How many lines in the material below contain the string "above", counting case as significant? Reply with the number only.

- [PROVIDED DATA]

##############################

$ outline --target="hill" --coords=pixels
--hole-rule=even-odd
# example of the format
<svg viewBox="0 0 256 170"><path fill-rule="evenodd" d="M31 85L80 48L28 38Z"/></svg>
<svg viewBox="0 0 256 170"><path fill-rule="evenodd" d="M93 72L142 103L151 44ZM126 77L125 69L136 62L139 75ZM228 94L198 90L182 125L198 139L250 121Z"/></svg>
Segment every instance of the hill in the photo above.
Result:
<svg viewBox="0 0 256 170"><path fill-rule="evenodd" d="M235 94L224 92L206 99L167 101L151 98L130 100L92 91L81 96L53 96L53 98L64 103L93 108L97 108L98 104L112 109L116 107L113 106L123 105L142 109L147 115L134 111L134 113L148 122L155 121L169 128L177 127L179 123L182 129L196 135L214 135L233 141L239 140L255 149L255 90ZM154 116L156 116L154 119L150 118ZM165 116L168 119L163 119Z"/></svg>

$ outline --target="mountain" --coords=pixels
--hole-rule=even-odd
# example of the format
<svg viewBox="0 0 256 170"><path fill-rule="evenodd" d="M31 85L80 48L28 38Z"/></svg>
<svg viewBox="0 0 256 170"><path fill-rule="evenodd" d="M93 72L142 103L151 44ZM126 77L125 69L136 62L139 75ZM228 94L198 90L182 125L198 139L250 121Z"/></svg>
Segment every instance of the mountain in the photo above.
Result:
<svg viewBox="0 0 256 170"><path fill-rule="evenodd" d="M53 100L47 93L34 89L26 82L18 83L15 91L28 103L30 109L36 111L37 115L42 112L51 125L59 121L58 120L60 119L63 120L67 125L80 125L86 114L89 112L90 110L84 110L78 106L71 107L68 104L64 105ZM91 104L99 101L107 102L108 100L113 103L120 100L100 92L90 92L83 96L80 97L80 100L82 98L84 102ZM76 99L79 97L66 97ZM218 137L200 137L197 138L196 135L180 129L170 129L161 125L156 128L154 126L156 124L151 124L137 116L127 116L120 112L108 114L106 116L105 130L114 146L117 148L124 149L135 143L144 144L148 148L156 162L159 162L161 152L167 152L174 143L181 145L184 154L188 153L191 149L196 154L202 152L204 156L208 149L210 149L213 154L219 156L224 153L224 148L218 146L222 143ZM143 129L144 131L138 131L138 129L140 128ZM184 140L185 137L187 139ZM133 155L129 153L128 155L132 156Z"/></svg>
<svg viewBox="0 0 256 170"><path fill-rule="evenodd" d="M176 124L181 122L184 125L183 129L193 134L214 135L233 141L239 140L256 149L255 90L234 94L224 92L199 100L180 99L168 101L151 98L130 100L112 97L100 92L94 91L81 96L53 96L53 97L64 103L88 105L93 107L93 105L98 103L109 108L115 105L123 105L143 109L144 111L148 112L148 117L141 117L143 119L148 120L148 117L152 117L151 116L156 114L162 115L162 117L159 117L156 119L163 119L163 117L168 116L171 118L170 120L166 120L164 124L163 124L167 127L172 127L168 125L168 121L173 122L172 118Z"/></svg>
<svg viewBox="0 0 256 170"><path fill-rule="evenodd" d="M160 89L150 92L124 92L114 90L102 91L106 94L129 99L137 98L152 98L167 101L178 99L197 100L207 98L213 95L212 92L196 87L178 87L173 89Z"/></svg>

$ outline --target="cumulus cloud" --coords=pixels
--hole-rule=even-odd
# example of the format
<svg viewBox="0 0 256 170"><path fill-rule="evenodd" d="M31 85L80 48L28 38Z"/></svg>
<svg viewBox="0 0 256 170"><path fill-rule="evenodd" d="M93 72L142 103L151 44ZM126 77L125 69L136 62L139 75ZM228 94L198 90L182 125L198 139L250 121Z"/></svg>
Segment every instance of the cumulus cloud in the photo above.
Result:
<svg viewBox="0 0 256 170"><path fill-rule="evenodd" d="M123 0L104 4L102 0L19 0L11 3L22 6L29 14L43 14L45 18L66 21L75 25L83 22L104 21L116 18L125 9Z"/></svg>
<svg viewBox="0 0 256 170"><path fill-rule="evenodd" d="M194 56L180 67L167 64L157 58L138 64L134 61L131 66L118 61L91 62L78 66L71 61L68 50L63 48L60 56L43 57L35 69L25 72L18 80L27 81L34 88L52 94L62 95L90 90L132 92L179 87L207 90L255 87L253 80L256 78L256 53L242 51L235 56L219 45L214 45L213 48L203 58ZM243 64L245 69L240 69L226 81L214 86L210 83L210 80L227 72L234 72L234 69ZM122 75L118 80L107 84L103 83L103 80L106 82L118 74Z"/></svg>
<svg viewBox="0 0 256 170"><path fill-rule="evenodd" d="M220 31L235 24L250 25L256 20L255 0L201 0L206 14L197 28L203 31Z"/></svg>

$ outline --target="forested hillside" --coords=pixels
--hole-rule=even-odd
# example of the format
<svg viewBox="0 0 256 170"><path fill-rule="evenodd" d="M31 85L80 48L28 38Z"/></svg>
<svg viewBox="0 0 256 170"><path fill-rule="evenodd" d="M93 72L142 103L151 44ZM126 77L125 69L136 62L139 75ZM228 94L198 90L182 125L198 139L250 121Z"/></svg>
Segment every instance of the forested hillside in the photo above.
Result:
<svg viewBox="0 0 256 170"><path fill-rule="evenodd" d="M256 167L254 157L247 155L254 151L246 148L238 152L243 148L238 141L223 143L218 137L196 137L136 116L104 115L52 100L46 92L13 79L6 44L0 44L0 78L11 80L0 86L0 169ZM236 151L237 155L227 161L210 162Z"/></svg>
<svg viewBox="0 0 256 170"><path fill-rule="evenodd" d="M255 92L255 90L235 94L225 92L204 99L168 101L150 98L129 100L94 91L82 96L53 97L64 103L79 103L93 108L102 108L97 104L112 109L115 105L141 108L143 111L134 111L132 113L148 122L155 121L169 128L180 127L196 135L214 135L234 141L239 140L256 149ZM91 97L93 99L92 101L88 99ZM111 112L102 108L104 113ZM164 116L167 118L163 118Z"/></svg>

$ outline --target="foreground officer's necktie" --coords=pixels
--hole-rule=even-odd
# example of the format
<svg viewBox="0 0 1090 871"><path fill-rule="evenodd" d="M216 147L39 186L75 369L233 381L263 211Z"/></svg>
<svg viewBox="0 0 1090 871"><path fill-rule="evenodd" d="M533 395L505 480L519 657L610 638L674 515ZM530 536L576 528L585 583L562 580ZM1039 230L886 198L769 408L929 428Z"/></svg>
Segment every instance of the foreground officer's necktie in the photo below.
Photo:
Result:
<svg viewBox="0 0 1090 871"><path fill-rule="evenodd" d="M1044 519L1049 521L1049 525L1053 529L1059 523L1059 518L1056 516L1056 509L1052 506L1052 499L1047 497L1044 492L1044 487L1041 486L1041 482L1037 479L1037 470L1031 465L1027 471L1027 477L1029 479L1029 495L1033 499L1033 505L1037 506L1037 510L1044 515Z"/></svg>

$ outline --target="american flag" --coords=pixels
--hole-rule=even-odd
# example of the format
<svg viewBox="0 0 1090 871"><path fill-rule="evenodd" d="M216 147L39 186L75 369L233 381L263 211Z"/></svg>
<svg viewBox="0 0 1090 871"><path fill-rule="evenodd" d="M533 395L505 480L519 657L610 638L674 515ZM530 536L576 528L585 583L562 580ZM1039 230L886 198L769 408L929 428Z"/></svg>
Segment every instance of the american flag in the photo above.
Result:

##############################

- [THE ANSWER] 5